** begin PROVIDED TEXT **

Re: Help with loading a file into a cache

Matt Burgess-2
In reply to this post by davidrsmith
Dave,

Depending on the processor you're going to use to store these records
into cache (see Mike's reply), if you want to convert each of the
lines to JSON objects, you can use ReplaceText:

Search Value: ^([^:]+):(.*)
Replacement Value: {"$1":$2}
Replacement Strategy: Line By Line

This creates a valid JSON object on each line, having one key whose
value is the embedded JSON object. Then, as of NiFi 1.7.0 [1] you can
use record-based processors with a JsonTreeReader and it will process
one JSON per line.

If you'd like to have the key as an attribute and only the JSON object
as the payload, you can use SplitText with Line Count = 1 to split the
file into individual flow files (1 line per file), then ExtractText to
get the key. Add a user-defined property (let's call it cache.key) to
ExtractText:

cache.key = ^([^:]+):.*

This extracts the key into an attribute called cache.key, but the
value still remains in the flow file, so you'll need a ReplaceText to
remove it:

Search Value: ^([^:]+):(.*)
Replacement Value: $2
Replacement Strategy: Line By Line

Regards,
Matt

[1] https://issues.apache.org/jira/browse/NIFI-4456
On Fri, Nov 30, 2018 at 2:47 PM DAVID SMITH
<[hidden email]> wrote:

>
> Hi
>
> As requested here is an example file with some redacted data:
>
> ZA105:{"Aircraft Type":"Sea King", "Lifed Items":{ "port engine ser#":"RR-P1234", "starboard engine ser#":"RR-S1234","gearboxes ser#":[ "WHM1234", "WHI1234", "WHT1234" ] }}
> ZA106:{"Aircraft Type":"Sea King", "Lifed Items":{ "port engine ser#":"RR-P2345", "starboard engine ser#":"RR-S2345","gearboxes ser#":[ "WHM2345", "WHI2345", "WHT2345" ] }}
> ZA107:{"Aircraft Type":"Merlin", "Lifed Items":{ "port engine ser#":"RR-P3456", "starboard engine ser#":"RR-S3456","centre engine ser#":"RR-C3456","gearboxes ser#":[ "WHM3456", "WHI3456", "WHT3456" ] }}
> ZA108:{"Aircraft Type":"Merlin", "Lifed Items":{ "port engine ser#":"RR-P4567", "starboard engine ser#":"RR-S4567","centre engine ser#":"RR-C4567","gearboxes ser#":[ "WHM4567", "WHI4567", "WHT4567" ] }}
> ZA109:{"Aircraft Type":"Wessex", "Lifed Items":{ "port engine":"RR-P9876", "starboard engine":"RR-S9876","gearboxes":[ "WHM9876", "WHI9876", "WHT9876" ] }}
> ZA104:{"Aircraft Type":"Wessex", "Lifed Items":{ "port engine":"RR-P8765", "starboard engine":"RR-S8765","gearboxes":[ "WHM8765", "WHI8765", "WHT8765" ] }}
> ZA103:{"Aircraft Type":"Wessex", "Lifed Items":{ "port engine":"RR-P7654", "starboard engine":"RR-S7654","gearboxes":[ "WHM7654", "WHI7654", "WHT7654" ] }}
>
>
>
> What I would like is the aircraft tail no eg ZA104 to be the key of the cache item and everything after the colon (the aircraft type and replaceables serial numbers to be the cached item value. The cached item value can stay as a JSON string.

** end PROVIDED TEXT **
** begin EXTRACTED DATA **

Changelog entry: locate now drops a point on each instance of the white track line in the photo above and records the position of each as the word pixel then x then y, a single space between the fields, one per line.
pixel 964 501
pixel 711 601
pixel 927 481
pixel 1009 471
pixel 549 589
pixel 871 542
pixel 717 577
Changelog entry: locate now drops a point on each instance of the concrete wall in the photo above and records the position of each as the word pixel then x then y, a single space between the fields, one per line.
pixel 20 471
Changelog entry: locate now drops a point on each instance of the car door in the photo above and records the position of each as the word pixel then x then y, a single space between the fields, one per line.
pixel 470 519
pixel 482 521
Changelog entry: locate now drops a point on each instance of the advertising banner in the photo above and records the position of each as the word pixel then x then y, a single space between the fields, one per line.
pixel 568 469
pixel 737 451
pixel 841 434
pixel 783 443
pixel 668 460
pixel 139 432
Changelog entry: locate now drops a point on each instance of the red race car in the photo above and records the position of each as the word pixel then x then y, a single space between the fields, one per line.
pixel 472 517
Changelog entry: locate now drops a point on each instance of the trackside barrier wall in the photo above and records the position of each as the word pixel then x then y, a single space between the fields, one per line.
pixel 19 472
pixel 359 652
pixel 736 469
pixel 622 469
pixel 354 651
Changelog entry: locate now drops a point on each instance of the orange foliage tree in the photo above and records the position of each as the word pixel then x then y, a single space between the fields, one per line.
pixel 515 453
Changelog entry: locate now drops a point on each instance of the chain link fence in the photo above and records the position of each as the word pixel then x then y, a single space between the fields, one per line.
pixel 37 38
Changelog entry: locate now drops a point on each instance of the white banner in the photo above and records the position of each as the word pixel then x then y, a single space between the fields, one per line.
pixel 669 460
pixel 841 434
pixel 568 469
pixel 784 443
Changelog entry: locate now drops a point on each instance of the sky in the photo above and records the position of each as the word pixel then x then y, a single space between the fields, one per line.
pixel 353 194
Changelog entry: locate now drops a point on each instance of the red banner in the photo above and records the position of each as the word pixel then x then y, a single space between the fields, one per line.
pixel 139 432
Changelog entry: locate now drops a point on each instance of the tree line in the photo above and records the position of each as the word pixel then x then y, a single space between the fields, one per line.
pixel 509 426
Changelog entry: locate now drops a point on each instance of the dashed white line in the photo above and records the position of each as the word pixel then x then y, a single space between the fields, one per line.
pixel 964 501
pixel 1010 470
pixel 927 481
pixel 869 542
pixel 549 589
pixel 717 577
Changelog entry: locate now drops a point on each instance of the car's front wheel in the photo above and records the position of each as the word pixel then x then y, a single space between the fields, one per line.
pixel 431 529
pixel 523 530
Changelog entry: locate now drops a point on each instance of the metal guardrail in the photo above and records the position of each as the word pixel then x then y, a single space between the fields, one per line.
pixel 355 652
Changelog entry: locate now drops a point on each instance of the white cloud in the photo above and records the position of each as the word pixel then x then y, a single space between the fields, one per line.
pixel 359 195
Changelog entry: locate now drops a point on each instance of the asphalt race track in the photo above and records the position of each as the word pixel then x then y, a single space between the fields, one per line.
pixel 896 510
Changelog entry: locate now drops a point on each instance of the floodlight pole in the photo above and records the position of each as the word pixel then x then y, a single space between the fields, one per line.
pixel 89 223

** end EXTRACTED DATA **
** begin EXTRACTED DATA **

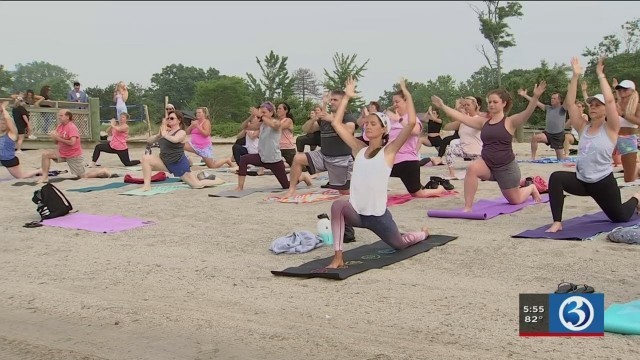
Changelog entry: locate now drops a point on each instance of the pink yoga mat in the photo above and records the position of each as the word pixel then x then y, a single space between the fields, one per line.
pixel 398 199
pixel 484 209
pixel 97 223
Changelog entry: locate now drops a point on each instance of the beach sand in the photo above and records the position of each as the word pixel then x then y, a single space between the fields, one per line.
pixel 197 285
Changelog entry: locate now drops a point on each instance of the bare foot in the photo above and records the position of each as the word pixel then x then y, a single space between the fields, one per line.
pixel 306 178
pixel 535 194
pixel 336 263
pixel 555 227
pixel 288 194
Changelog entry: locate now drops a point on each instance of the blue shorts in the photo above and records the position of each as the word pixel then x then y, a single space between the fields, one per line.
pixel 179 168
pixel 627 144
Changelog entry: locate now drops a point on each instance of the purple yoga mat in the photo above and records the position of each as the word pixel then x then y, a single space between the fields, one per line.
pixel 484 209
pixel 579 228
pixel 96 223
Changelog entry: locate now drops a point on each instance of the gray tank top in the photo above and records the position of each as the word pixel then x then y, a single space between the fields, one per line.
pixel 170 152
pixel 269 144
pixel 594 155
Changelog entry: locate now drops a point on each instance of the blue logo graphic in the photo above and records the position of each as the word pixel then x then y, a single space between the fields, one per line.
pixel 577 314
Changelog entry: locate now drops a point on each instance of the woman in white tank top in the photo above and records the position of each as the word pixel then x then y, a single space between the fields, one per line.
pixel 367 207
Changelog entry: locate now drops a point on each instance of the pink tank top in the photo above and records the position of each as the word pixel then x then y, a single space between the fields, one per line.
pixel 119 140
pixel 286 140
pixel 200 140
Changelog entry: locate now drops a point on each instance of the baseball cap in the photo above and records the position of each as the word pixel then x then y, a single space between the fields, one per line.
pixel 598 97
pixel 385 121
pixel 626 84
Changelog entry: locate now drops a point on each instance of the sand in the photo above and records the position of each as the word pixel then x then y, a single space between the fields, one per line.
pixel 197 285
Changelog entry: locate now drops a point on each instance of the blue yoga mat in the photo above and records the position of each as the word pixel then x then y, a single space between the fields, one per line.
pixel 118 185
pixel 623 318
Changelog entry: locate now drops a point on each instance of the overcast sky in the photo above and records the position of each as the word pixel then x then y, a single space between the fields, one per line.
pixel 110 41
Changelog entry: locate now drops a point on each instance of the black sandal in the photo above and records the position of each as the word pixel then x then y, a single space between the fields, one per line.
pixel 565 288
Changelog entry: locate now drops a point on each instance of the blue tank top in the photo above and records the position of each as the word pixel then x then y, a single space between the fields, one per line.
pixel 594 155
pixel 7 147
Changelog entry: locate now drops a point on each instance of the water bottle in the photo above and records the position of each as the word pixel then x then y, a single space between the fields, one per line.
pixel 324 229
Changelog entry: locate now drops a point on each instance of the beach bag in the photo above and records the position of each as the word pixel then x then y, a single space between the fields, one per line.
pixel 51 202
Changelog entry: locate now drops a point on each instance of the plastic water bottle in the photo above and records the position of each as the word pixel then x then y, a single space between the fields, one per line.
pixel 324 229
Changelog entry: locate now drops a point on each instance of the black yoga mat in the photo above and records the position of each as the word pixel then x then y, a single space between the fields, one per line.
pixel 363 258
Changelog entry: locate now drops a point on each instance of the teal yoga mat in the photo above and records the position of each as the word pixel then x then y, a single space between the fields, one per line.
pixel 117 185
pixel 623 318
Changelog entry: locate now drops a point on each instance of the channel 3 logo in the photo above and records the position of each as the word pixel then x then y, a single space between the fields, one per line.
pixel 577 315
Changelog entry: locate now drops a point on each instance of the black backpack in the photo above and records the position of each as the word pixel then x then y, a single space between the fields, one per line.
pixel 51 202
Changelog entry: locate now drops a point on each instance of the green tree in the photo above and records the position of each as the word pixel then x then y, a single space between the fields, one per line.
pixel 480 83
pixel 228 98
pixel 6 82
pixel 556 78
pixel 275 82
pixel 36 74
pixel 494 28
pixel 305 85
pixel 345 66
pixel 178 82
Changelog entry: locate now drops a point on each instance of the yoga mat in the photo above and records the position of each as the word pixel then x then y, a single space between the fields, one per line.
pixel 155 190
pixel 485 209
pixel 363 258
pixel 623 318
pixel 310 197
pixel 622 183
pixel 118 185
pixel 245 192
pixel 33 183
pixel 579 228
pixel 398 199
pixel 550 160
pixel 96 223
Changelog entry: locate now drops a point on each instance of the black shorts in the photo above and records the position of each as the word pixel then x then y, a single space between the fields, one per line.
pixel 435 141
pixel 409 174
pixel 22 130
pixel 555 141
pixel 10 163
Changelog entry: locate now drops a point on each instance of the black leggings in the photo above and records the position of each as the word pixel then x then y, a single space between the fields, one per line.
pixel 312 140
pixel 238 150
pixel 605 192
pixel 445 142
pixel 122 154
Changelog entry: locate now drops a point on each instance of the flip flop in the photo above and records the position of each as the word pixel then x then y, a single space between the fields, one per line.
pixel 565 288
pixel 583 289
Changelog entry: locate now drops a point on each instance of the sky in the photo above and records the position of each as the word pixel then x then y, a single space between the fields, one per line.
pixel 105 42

** end EXTRACTED DATA **

# [YOUR TASKS]
a - Print the passage of the NiFi cache thread between "This creates a" and "JSON per line.", inclusive.
b - In the records between the lines holding "the white track" and "pixel 482 521", inclusive, replace "concrete wall" with "stone wall" and give only those lines back, leaving everything else unchanged.

# [SOLUTIONS TO THE EXERCISE]
a -
This creates a valid JSON object on each line, having one key whose
value is the embedded JSON object. Then, as of NiFi 1.7.0 [1] you can
use record-based processors with a JsonTreeReader and it will process
one JSON per line.

b -
Changelog entry: locate now drops a point on each instance of the white track line in the photo above and records the position of each as the word pixel then x then y, a single space between the fields, one per line.
pixel 964 501
pixel 711 601
pixel 927 481
pixel 1009 471
pixel 549 589
pixel 871 542
pixel 717 577
Changelog entry: locate now drops a point on each instance of the stone wall in the photo above and records the position of each as the word pixel then x then y, a single space between the fields, one per line.
pixel 20 471
Changelog entry: locate now drops a point on each instance of the car door in the photo above and records the position of each as the word pixel then x then y, a single space between the fields, one per line.
pixel 470 519
pixel 482 521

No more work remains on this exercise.